WHAT TO DO - Reproduce the material word for word from its first line through the line containing "<point>490,315</point>", including both of those lines, and leave the pictures out.

(Extracted data entries)
┌──

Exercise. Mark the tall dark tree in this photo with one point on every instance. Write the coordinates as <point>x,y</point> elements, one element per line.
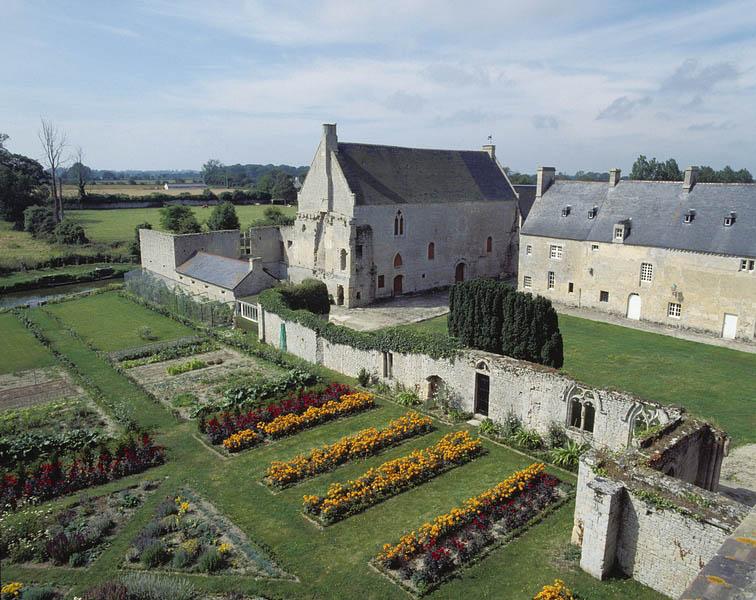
<point>22,184</point>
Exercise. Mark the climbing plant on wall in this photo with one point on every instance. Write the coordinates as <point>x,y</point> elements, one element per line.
<point>490,315</point>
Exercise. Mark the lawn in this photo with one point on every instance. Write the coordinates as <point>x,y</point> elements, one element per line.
<point>111,322</point>
<point>21,351</point>
<point>330,562</point>
<point>715,383</point>
<point>109,226</point>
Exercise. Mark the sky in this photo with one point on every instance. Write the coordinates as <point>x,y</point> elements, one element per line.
<point>589,85</point>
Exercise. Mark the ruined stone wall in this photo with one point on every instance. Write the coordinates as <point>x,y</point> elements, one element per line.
<point>539,396</point>
<point>640,524</point>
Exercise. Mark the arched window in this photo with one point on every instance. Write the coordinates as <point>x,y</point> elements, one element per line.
<point>589,414</point>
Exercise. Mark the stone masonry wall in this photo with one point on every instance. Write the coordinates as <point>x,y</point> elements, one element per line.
<point>539,396</point>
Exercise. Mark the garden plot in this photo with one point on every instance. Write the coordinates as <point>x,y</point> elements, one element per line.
<point>73,536</point>
<point>188,535</point>
<point>187,391</point>
<point>35,386</point>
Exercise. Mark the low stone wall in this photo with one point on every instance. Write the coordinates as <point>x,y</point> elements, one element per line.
<point>654,528</point>
<point>537,395</point>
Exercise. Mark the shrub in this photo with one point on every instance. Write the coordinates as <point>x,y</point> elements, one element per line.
<point>39,221</point>
<point>223,216</point>
<point>148,586</point>
<point>569,455</point>
<point>111,590</point>
<point>363,377</point>
<point>179,219</point>
<point>70,233</point>
<point>154,555</point>
<point>210,561</point>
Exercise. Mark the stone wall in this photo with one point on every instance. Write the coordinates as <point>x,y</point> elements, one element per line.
<point>637,521</point>
<point>538,395</point>
<point>707,286</point>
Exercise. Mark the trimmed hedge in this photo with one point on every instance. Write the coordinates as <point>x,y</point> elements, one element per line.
<point>492,316</point>
<point>393,339</point>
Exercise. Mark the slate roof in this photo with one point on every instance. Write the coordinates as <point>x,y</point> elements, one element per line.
<point>656,212</point>
<point>393,175</point>
<point>218,270</point>
<point>526,192</point>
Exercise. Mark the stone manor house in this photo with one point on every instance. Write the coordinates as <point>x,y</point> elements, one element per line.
<point>681,254</point>
<point>380,221</point>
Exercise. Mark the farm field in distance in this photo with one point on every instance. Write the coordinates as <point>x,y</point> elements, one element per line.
<point>330,562</point>
<point>715,383</point>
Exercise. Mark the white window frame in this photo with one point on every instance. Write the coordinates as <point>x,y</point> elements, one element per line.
<point>647,272</point>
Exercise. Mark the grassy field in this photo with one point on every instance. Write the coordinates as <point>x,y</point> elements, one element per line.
<point>21,350</point>
<point>111,322</point>
<point>108,226</point>
<point>140,189</point>
<point>329,563</point>
<point>715,383</point>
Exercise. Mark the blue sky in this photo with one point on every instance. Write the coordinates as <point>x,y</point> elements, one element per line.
<point>578,85</point>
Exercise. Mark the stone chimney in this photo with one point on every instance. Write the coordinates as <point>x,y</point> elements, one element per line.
<point>691,177</point>
<point>329,137</point>
<point>546,176</point>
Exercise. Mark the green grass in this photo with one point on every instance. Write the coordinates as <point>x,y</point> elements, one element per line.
<point>112,322</point>
<point>715,383</point>
<point>333,562</point>
<point>21,350</point>
<point>109,226</point>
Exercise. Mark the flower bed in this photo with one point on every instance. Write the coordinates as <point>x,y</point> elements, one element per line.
<point>222,426</point>
<point>333,409</point>
<point>187,534</point>
<point>392,477</point>
<point>51,479</point>
<point>424,558</point>
<point>555,591</point>
<point>74,536</point>
<point>246,438</point>
<point>362,444</point>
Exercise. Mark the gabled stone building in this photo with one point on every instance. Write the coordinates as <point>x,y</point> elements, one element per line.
<point>380,221</point>
<point>681,254</point>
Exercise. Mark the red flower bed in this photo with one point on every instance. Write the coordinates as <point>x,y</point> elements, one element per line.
<point>53,478</point>
<point>224,425</point>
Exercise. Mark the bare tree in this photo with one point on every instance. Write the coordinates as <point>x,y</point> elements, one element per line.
<point>53,143</point>
<point>80,179</point>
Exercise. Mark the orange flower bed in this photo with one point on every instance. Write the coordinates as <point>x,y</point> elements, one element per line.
<point>413,542</point>
<point>241,440</point>
<point>362,444</point>
<point>393,477</point>
<point>291,423</point>
<point>555,591</point>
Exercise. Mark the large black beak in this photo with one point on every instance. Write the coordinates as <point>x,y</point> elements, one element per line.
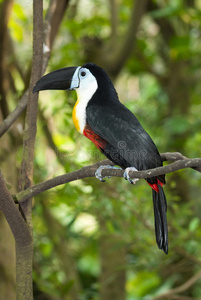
<point>62,79</point>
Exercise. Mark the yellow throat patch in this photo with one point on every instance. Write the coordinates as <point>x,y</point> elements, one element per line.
<point>75,118</point>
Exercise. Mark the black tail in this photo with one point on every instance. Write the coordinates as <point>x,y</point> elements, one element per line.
<point>160,209</point>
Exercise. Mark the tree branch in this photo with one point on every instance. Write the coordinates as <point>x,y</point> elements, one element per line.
<point>119,58</point>
<point>89,171</point>
<point>23,241</point>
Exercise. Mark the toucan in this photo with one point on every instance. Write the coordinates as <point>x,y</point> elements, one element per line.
<point>113,128</point>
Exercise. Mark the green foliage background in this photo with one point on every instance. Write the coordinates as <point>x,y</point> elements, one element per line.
<point>160,84</point>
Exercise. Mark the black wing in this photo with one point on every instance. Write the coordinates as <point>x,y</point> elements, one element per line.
<point>121,129</point>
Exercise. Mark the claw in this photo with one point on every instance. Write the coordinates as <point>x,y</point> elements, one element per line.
<point>127,176</point>
<point>100,169</point>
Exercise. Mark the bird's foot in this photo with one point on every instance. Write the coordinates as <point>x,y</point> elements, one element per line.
<point>127,176</point>
<point>101,168</point>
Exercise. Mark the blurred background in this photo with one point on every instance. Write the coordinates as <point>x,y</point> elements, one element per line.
<point>93,240</point>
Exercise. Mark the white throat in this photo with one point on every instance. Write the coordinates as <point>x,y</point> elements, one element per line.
<point>86,90</point>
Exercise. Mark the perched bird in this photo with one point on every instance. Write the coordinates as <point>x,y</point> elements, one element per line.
<point>100,116</point>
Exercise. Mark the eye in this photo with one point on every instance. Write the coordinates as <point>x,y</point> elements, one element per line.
<point>83,73</point>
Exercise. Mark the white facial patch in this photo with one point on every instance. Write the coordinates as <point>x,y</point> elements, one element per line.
<point>87,87</point>
<point>75,79</point>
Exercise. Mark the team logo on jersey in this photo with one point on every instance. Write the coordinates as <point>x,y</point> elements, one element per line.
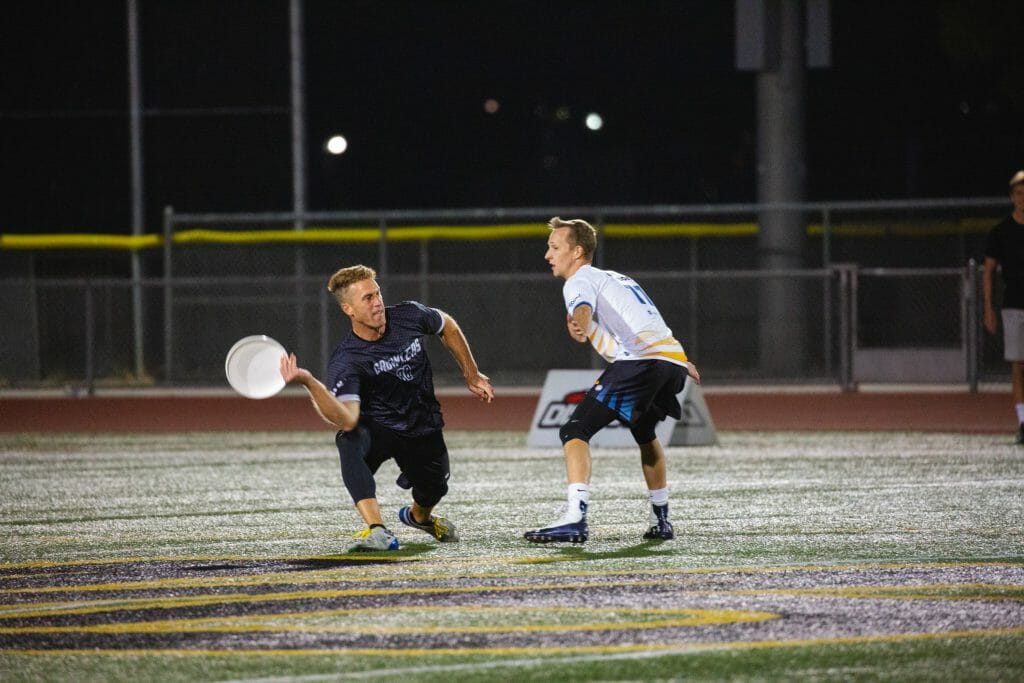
<point>398,364</point>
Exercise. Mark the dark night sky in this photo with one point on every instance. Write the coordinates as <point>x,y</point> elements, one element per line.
<point>923,99</point>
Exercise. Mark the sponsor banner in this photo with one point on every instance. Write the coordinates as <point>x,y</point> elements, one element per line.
<point>563,389</point>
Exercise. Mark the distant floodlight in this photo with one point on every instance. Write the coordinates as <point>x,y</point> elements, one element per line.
<point>337,144</point>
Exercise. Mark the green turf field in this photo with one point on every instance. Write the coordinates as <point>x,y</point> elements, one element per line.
<point>809,556</point>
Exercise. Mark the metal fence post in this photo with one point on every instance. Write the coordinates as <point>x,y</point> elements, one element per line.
<point>382,255</point>
<point>847,323</point>
<point>972,334</point>
<point>90,334</point>
<point>168,296</point>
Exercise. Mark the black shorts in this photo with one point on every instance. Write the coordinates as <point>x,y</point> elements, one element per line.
<point>636,389</point>
<point>423,460</point>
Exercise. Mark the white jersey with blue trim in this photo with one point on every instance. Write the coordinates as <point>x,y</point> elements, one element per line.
<point>626,324</point>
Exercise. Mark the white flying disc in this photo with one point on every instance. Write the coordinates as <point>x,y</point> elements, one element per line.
<point>253,367</point>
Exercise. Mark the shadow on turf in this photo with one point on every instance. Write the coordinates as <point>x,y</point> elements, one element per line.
<point>645,549</point>
<point>358,558</point>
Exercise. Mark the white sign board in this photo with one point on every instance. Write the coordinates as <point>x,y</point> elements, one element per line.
<point>563,389</point>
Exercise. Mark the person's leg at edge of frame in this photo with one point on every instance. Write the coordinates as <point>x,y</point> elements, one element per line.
<point>1017,379</point>
<point>578,468</point>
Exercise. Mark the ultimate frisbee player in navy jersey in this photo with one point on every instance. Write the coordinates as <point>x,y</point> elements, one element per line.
<point>380,394</point>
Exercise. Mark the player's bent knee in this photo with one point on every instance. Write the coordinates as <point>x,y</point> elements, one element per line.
<point>643,435</point>
<point>574,429</point>
<point>428,497</point>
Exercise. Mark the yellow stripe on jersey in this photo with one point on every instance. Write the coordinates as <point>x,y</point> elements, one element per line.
<point>679,356</point>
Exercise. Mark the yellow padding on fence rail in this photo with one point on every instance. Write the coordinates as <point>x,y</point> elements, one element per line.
<point>81,241</point>
<point>470,233</point>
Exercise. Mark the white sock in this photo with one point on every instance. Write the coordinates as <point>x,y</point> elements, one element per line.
<point>578,493</point>
<point>658,496</point>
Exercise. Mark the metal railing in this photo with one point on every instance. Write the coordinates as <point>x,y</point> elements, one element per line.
<point>704,263</point>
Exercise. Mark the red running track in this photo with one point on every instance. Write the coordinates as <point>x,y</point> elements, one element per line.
<point>927,411</point>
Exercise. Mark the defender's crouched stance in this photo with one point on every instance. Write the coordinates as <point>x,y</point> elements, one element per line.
<point>648,370</point>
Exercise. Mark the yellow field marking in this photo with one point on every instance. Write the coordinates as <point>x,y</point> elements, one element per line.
<point>285,623</point>
<point>667,648</point>
<point>315,577</point>
<point>475,559</point>
<point>915,592</point>
<point>174,602</point>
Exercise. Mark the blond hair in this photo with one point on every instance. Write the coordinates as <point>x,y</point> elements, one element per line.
<point>345,278</point>
<point>582,235</point>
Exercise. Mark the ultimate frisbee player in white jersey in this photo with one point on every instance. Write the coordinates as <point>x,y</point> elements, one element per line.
<point>648,369</point>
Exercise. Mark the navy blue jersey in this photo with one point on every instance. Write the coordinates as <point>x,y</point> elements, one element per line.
<point>1006,245</point>
<point>391,377</point>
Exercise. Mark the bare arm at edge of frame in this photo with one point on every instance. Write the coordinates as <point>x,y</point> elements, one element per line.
<point>455,341</point>
<point>343,415</point>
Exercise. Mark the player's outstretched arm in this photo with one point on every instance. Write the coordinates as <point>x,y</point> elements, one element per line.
<point>342,415</point>
<point>691,370</point>
<point>455,341</point>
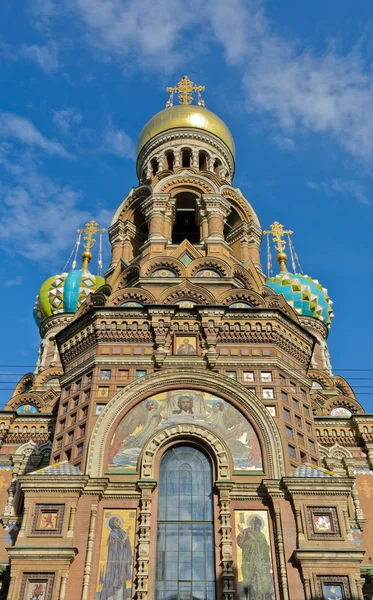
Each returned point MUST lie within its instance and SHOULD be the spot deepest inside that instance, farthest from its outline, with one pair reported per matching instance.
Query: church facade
(183, 436)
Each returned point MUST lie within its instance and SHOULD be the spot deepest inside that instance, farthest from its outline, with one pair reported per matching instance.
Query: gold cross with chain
(185, 89)
(90, 230)
(277, 231)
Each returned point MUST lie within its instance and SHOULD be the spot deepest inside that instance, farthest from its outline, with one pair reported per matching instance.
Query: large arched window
(185, 539)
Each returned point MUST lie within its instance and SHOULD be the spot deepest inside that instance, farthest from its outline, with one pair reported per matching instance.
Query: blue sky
(293, 81)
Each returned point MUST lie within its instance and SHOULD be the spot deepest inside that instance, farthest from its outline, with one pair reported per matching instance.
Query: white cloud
(64, 119)
(343, 187)
(15, 127)
(283, 142)
(14, 282)
(296, 89)
(46, 57)
(116, 141)
(39, 216)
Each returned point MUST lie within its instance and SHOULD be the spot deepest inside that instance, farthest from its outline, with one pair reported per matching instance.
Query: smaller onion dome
(65, 292)
(304, 294)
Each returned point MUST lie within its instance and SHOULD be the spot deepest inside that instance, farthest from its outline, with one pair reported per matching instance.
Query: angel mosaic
(184, 406)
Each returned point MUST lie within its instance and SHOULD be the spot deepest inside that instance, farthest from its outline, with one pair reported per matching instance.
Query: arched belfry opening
(186, 158)
(186, 219)
(185, 536)
(231, 222)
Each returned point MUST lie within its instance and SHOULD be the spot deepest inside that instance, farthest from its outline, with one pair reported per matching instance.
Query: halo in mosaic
(308, 470)
(64, 293)
(304, 294)
(62, 468)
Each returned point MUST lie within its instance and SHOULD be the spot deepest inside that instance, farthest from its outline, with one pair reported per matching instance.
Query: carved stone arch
(28, 449)
(336, 401)
(127, 206)
(240, 203)
(244, 276)
(200, 435)
(129, 294)
(214, 383)
(250, 297)
(337, 451)
(51, 373)
(45, 448)
(27, 378)
(125, 277)
(207, 262)
(280, 303)
(318, 401)
(341, 383)
(185, 181)
(31, 398)
(167, 262)
(321, 377)
(186, 289)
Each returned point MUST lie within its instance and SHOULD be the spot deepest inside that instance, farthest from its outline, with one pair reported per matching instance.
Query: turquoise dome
(304, 294)
(64, 293)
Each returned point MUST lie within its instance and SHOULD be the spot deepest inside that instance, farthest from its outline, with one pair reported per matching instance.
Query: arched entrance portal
(185, 532)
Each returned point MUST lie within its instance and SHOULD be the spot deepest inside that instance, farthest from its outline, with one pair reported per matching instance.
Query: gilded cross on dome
(90, 230)
(277, 231)
(185, 89)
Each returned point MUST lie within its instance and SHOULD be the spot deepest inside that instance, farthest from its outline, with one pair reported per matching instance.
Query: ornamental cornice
(57, 321)
(329, 556)
(187, 180)
(43, 553)
(181, 134)
(315, 324)
(56, 484)
(319, 486)
(218, 384)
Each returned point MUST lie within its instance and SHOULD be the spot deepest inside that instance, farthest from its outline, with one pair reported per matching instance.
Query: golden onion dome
(181, 116)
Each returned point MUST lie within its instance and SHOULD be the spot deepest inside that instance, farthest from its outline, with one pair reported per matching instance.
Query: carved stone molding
(215, 383)
(185, 430)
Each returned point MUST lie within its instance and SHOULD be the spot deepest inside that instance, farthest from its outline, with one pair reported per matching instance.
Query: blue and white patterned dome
(64, 293)
(304, 294)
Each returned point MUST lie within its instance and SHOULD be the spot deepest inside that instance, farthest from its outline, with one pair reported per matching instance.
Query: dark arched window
(185, 538)
(185, 226)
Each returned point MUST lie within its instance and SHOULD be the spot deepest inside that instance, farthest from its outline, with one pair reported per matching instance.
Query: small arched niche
(180, 406)
(203, 159)
(232, 221)
(186, 158)
(186, 219)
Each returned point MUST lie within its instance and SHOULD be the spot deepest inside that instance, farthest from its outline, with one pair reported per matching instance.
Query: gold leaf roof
(182, 116)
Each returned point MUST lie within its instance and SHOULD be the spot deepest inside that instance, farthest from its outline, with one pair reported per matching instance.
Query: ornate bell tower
(185, 461)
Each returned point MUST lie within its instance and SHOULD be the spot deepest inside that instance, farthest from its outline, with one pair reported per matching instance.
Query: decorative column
(11, 587)
(121, 236)
(143, 552)
(204, 228)
(281, 553)
(307, 587)
(299, 521)
(224, 489)
(70, 531)
(63, 587)
(88, 558)
(154, 209)
(24, 520)
(217, 209)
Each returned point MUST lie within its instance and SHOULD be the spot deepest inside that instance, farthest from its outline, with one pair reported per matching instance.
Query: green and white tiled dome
(65, 293)
(304, 294)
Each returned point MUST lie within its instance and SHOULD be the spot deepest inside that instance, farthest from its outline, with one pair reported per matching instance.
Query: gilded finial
(89, 230)
(185, 89)
(277, 231)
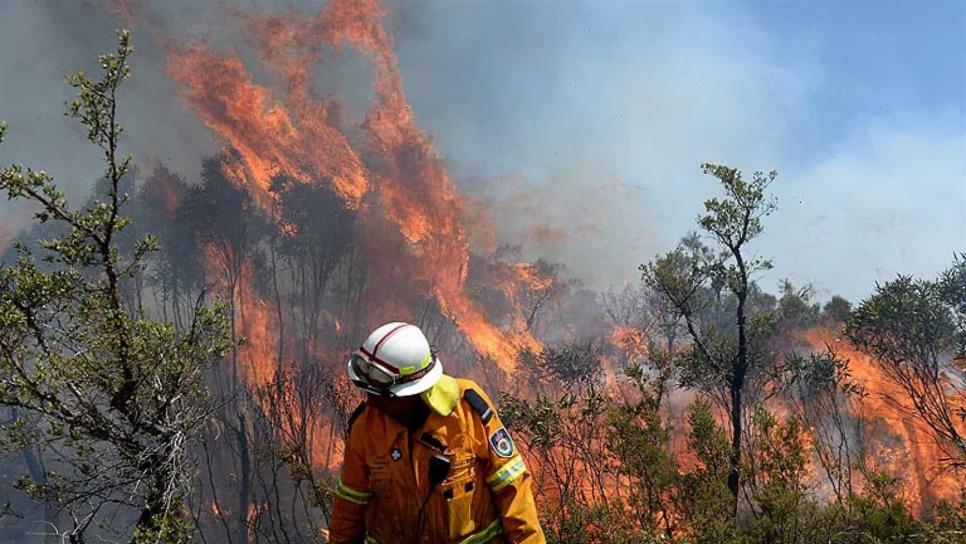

└──

EXERCISE SOLUTION -
Exercise. Mark the tall dark tree in this photo with one point on every instance. Write the coordinates as <point>x,y</point> elements, one element per line.
<point>22,184</point>
Exercise. Mark the climbing plant on wall in this photo with one point on every instance. Write the coordinates as <point>x,y</point> elements, one element per line.
<point>490,315</point>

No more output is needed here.